DOKUMENT
^^^^

Worum genau geht es: z.B. für eine Mittelspannungsleitung ist mindestens eine Überdeckung von 1 m Erdreich vorgesehen und ein sog. Schutzstreifen von 2 m, von der Leitungsachse also 1 m nach jeder Seite. In diesem Bereich darf dann keine Überbauung erfolgen. Und der Grundeigentümer hat nach Ansicht der Stromversorger sogar dafür zu sorgen, dass die Leitung nicht durch Wurzelwerk beschädigt wird; er hat also selbst gesäte Bäume zu entfernen etc., siehe Niederspannungsanschlussverordnung NAV § 8. Und das auf alle Zeiten!

Dabei wird seitens der Stromversorger, zumindest der Westfalen Weser Netz GmbH, offenbar nicht unterscheiden, ob der Grundeigentümer Anschlussnehmer ist oder nicht.

^^^^

AUFGABEN
a. Wie breit ist laut Dokument der Schutzstreifen bei einer Mittelspannungsleitung?
b. Zitiere aus den Zeilen unten alles von der Zeile mit "Target: treeline" bis zur Zeile mit "Target: bird's foot", ohne die Bilder.

^^^^

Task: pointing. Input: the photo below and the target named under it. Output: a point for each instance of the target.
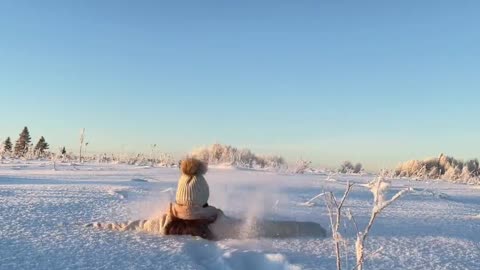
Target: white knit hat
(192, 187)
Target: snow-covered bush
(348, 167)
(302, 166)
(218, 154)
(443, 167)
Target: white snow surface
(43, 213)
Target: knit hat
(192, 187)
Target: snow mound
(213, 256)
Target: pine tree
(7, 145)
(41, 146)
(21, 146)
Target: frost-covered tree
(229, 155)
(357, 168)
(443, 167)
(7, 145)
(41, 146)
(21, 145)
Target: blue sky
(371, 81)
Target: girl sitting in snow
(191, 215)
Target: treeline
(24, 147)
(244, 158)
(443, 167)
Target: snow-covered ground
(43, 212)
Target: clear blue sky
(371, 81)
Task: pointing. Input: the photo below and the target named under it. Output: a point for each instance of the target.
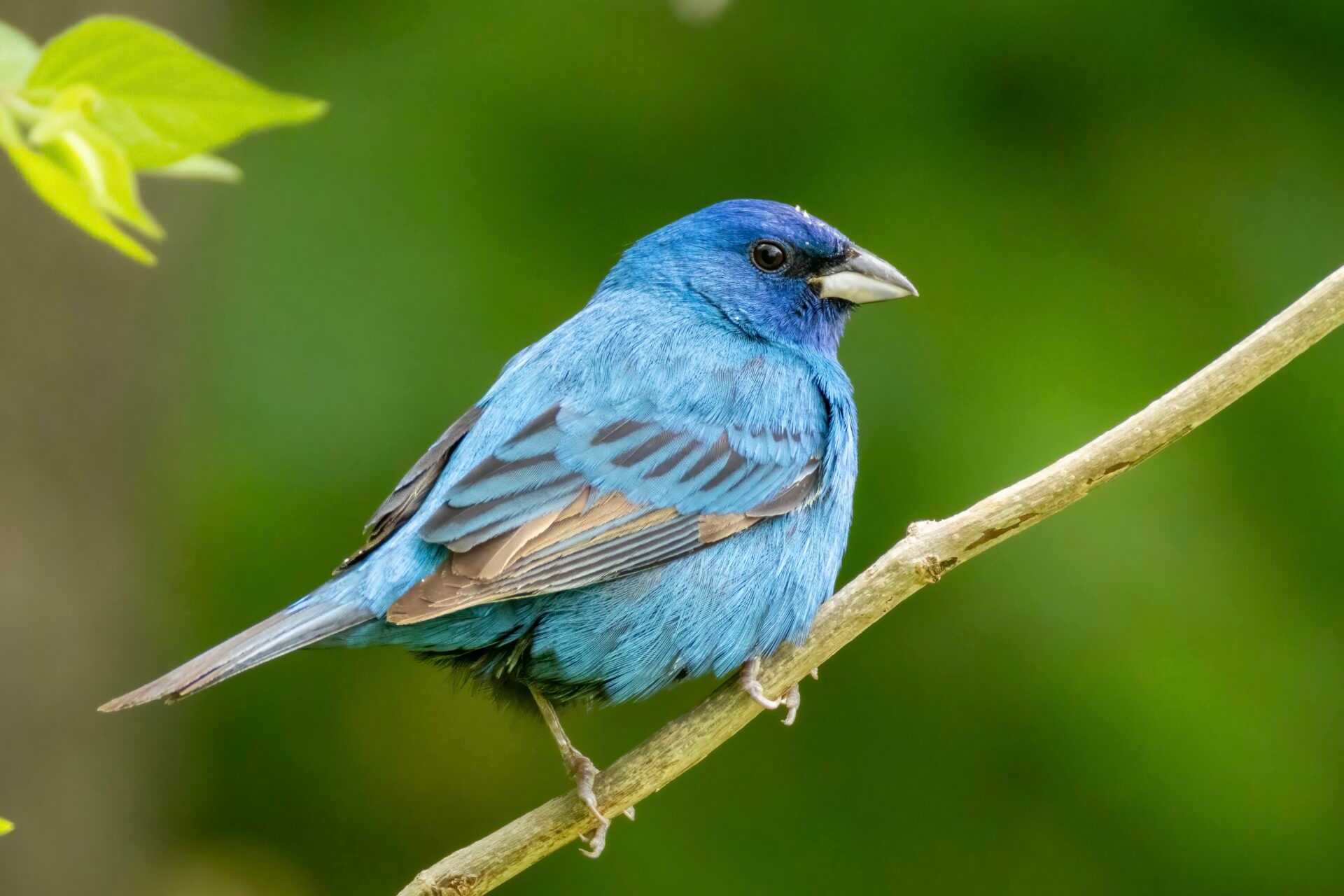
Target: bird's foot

^^^^

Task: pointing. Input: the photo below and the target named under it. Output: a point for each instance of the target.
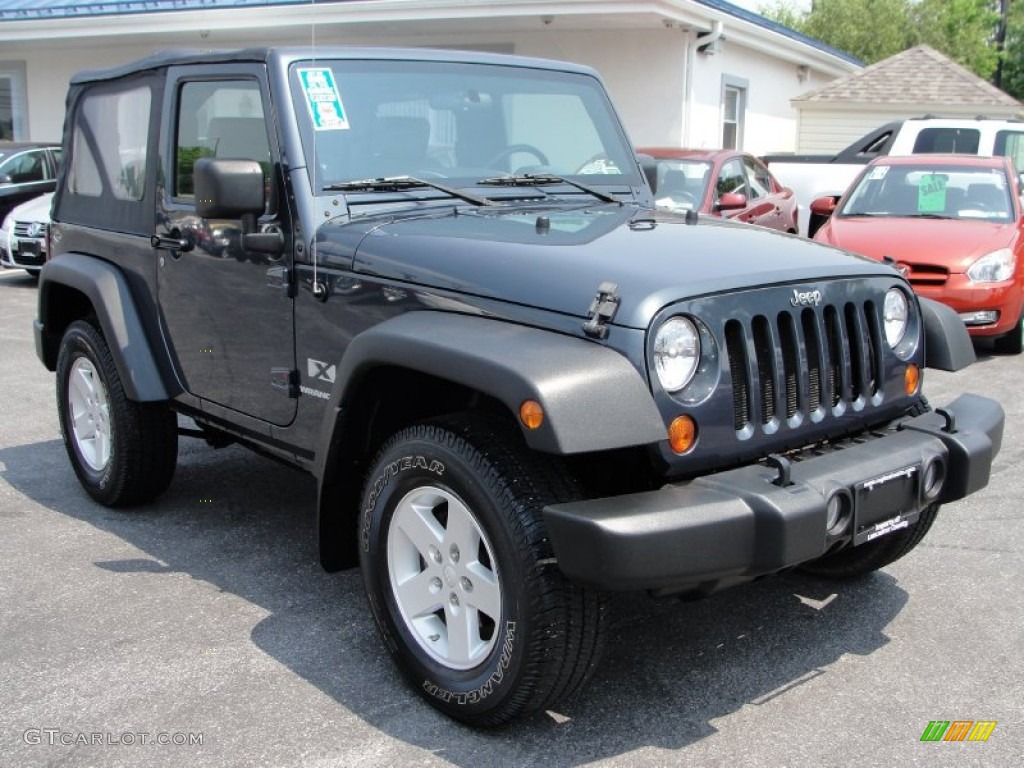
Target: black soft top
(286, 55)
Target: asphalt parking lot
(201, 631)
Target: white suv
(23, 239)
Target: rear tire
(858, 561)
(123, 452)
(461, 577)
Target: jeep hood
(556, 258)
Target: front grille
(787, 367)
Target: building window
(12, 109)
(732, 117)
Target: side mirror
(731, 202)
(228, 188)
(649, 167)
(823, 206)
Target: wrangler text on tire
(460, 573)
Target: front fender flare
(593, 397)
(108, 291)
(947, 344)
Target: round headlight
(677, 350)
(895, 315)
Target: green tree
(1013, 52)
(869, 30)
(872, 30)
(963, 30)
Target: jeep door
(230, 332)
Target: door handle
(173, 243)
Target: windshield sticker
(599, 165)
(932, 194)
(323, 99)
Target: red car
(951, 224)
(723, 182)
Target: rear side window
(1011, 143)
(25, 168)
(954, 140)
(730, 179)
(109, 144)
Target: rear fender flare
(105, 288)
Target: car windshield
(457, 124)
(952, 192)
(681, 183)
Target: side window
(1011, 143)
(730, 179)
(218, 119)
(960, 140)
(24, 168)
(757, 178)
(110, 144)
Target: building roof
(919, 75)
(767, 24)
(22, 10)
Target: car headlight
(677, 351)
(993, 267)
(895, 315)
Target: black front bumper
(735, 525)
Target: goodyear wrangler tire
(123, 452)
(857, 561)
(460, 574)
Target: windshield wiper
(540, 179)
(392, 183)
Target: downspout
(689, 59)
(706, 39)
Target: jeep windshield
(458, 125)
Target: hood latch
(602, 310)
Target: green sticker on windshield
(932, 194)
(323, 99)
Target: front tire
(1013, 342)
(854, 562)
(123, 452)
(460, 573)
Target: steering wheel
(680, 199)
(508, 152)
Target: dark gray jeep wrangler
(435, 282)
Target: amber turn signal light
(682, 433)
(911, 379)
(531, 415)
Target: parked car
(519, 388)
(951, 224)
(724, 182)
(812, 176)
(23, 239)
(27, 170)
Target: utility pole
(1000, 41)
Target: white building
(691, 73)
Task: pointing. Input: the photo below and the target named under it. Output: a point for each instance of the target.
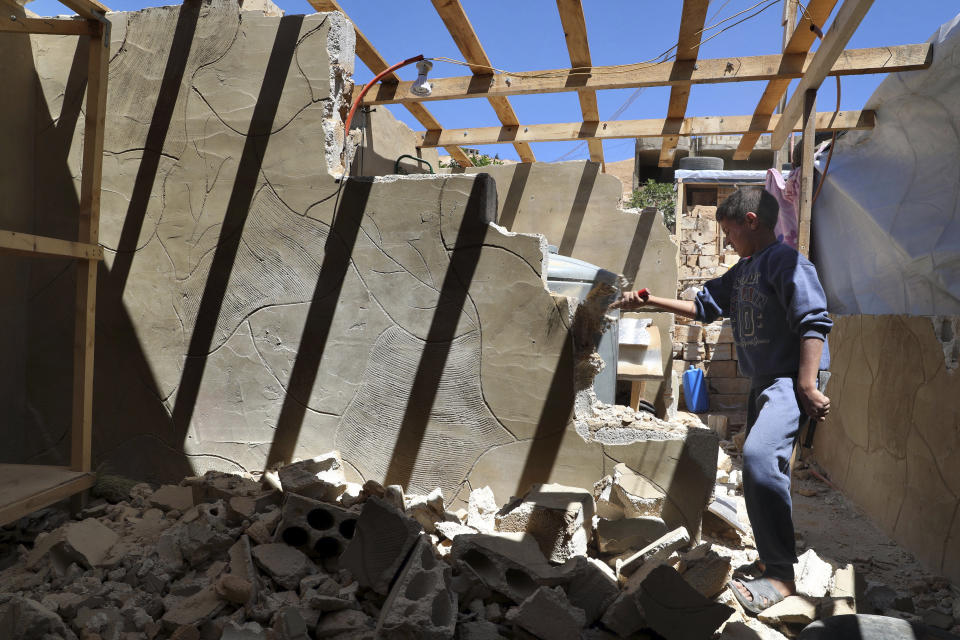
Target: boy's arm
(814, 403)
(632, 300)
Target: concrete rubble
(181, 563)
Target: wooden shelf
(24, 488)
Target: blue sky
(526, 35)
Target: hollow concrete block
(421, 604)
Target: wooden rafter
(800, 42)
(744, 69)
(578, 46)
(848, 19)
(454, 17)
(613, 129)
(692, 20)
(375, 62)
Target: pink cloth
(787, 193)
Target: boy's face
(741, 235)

^^^^

ERGEBNISSE JE AUFGABE
a. 2 m, also 1 m nach jeder Seite der Leitungsachse.

b.
Target: treeline
(24, 147)
(244, 158)
(443, 167)
Target: snow-covered ground
(43, 212)
Target: clear blue sky
(371, 81)
Task: pointing. Input: the photo below and the target named under it. Output: a point for each instance of the target.
Target: bird's foot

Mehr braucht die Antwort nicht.